» WRITTEN PROBLEM
Locate every line in the records below that contains the string "white", and copy each such line in full. Matching is case-sensitive.

>>>

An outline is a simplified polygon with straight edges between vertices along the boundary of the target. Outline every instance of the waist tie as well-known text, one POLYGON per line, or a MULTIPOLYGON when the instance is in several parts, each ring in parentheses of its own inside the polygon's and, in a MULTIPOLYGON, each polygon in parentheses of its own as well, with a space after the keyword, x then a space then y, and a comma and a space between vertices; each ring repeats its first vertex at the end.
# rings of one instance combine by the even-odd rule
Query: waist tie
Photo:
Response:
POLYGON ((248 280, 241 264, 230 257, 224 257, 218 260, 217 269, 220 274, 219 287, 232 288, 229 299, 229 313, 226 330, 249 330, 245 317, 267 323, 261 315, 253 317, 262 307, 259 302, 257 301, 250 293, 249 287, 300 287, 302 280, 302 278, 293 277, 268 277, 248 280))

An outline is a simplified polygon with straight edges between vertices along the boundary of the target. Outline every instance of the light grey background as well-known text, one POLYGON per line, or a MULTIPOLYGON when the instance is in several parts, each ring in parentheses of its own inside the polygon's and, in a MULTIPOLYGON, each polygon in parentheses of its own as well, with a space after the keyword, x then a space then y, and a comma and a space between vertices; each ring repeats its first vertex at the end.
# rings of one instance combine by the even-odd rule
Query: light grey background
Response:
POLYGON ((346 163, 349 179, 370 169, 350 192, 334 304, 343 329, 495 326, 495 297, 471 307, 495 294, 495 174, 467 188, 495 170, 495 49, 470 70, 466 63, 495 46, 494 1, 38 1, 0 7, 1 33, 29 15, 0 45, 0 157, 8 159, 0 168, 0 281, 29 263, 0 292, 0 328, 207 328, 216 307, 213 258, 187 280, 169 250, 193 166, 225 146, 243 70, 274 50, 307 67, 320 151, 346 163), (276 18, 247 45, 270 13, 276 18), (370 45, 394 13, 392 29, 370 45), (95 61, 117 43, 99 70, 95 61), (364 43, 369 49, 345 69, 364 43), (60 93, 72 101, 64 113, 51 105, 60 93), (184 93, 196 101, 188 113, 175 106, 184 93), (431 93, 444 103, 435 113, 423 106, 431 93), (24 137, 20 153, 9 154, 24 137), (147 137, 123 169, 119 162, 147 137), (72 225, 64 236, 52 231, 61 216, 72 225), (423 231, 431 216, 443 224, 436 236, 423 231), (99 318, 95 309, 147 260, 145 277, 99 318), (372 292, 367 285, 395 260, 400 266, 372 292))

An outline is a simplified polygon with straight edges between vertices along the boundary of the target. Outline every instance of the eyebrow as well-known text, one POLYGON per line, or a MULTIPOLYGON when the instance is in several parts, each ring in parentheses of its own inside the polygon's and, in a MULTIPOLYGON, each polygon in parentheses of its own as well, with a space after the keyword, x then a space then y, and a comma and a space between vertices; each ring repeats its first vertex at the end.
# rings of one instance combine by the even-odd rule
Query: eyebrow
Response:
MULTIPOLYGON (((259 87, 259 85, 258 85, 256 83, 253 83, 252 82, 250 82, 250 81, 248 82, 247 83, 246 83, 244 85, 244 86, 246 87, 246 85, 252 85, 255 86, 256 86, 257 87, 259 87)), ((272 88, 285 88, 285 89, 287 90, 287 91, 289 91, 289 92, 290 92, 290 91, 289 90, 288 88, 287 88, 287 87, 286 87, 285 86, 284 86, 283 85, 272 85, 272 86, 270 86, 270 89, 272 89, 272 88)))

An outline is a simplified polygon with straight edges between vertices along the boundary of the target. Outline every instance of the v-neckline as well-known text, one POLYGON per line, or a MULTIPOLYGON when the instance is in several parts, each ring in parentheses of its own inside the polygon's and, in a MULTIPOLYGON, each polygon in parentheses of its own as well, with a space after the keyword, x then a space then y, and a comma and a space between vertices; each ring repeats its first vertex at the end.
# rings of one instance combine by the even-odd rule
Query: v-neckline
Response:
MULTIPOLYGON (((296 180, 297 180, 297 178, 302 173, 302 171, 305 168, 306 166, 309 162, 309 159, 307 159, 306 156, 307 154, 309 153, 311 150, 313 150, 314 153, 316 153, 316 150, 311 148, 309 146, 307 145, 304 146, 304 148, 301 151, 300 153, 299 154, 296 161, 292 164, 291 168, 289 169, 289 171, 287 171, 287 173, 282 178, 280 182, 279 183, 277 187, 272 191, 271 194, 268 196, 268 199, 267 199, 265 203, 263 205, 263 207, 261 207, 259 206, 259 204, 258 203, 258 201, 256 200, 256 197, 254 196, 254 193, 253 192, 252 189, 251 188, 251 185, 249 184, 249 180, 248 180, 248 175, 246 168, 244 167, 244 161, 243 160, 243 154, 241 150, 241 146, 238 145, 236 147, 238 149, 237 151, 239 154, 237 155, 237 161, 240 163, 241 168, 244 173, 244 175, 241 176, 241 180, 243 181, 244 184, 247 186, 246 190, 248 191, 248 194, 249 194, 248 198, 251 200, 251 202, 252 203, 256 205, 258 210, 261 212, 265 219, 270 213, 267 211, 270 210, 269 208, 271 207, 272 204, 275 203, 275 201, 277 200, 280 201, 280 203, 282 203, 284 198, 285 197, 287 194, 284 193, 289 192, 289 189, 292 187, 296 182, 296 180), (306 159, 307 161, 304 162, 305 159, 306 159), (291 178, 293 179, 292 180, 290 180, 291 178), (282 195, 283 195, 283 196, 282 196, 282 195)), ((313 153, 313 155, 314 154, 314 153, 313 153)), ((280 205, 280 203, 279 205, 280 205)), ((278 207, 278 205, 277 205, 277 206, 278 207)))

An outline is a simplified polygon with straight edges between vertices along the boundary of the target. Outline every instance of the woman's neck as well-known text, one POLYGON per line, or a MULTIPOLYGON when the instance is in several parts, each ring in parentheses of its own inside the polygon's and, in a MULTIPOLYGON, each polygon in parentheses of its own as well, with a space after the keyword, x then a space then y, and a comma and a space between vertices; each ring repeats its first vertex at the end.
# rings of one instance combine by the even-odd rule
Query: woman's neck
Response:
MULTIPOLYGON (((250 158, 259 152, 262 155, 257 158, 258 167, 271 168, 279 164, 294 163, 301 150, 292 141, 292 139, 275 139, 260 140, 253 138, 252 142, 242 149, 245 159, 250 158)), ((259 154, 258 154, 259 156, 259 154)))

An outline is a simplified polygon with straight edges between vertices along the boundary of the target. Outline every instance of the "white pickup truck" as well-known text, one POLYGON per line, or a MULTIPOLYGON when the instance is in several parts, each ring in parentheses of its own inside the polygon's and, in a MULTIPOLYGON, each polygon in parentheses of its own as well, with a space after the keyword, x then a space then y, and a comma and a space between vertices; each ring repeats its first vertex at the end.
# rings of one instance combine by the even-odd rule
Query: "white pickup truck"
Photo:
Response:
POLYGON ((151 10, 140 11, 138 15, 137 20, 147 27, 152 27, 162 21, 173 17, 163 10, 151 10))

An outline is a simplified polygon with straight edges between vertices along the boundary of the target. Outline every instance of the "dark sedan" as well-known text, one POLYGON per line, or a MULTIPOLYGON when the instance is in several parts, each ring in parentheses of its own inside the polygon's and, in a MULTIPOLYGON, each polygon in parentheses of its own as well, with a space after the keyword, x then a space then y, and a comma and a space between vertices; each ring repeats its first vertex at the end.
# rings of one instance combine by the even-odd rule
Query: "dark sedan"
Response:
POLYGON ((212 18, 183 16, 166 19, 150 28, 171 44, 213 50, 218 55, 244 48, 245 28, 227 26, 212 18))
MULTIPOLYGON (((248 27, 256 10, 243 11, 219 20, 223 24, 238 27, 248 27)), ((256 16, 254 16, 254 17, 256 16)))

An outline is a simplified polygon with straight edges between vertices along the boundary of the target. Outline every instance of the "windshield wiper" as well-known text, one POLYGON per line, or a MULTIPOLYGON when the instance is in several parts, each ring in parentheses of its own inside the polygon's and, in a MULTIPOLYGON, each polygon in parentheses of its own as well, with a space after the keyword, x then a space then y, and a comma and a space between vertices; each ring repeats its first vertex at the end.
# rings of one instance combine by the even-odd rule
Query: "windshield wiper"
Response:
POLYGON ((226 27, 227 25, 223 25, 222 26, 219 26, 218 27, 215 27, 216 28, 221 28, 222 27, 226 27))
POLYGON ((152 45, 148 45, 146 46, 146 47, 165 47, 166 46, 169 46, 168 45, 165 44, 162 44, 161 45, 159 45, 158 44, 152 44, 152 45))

<<<

» SOLUTION FOR THIS PROBLEM
An outline is a simplified polygon with straight edges between vertices along the boundary of the target. Outline every instance of the "white pickup truck" as well-known text, one POLYGON per line, or a MULTIPOLYGON when the instance is in several parts, each ring in parentheses of its own inside the polygon's and, in a MULTIPOLYGON, each polygon in parentheses of its own as well, with a space after the keyword, x then a space then y, and a comma and a space between vertices; each ring repeats its first vertex at the end.
Query: "white pickup truck"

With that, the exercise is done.